— Tareas requeridas —
A. En el texto sobre el nacionalismo económico británico, ¿en qué dos cabeceras se publicaron los artículos que criticaron duramente la ideologización de la economía?
B. Cambia "mercados" por "inversores" en el fragmento del texto sobre el nacionalismo económico británico que va de "Los mercados reaccionaron" a "varios primeros ministros.", y escribe el fragmento resultante.

— Texto para leer —
________

Los mercados reaccionaron con furia ante tamaño desaguisado. Podríamos decir que, aquí sí, el sentido común imperó ante esta burda ideologización de la economía. Una ideologización que ha sido duramente criticada en artículos publicados en The Economist y Financial Times, cabeceras ineludibles del liberalismo económico. Ese nacionalismo económico exacerbado, que nace con la propuesta y convocatoria del referéndum para salir de la Eurozona, que defiende la expulsión de inmigrantes, que sigue soñando en las viejas costuras de un imperio que no existe, se ha revelado una hecatombe económica que ha arrasado a varios primeros ministros.

Una gran responsabilidad de todo esto radica en el neoliberalismo político y económico que se ha ido adueñando del espectro sociológico británico. La creencia, en definitiva, en un régimen político superior, autónomo, alejado del continente europeo, y con unas reglas económicas edificadas sobre la voluntad estricta de los mercados, la no intervención pública, la contracción de los impuestos y la liberalización de sectores productivos estratégicos. Ambos ámbitos han ido destruyendo todos los grandes avances del laborismo desde el final de la Segunda Guerra Mundial. Es el retorno a directrices económicas que se han revelado fracasadas. Pero que, curiosamente –o no tanto– se ha creído en tales admoniciones cuando ahora, esos mercados a los que se glorificaba, no se han tragado la patraña de que reducir los impuestos a los ricos traerá prosperidad general.

________

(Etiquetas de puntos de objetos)
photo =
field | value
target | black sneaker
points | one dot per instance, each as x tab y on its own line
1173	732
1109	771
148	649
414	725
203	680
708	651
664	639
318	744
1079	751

________

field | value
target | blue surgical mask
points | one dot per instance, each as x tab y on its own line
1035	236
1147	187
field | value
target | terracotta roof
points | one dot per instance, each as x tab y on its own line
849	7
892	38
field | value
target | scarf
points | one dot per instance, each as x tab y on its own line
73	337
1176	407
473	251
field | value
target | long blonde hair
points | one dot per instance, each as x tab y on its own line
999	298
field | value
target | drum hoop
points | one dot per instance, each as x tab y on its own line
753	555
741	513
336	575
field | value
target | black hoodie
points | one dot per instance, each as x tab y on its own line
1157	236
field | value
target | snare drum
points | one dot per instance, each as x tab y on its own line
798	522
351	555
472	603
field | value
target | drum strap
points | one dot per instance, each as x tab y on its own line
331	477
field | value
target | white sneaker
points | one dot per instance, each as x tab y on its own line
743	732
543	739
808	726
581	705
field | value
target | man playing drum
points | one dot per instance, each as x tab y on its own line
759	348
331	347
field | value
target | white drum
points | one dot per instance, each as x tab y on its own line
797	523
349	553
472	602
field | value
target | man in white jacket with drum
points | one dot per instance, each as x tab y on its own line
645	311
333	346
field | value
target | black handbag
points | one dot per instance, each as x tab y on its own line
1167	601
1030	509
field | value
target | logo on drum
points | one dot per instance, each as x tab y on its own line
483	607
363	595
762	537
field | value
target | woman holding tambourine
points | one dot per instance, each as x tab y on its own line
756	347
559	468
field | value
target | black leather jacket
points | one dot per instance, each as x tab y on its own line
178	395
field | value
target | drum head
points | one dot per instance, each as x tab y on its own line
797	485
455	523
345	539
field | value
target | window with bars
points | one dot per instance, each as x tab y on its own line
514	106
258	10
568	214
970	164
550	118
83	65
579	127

________

— Las respuestas —
A. En The Economist y Financial Times.

B.
Los inversores reaccionaron con furia ante tamaño desaguisado. Podríamos decir que, aquí sí, el sentido común imperó ante esta burda ideologización de la economía. Una ideologización que ha sido duramente criticada en artículos publicados en The Economist y Financial Times, cabeceras ineludibles del liberalismo económico. Ese nacionalismo económico exacerbado, que nace con la propuesta y convocatoria del referéndum para salir de la Eurozona, que defiende la expulsión de inmigrantes, que sigue soñando en las viejas costuras de un imperio que no existe, se ha revelado una hecatombe económica que ha arrasado a varios primeros ministros.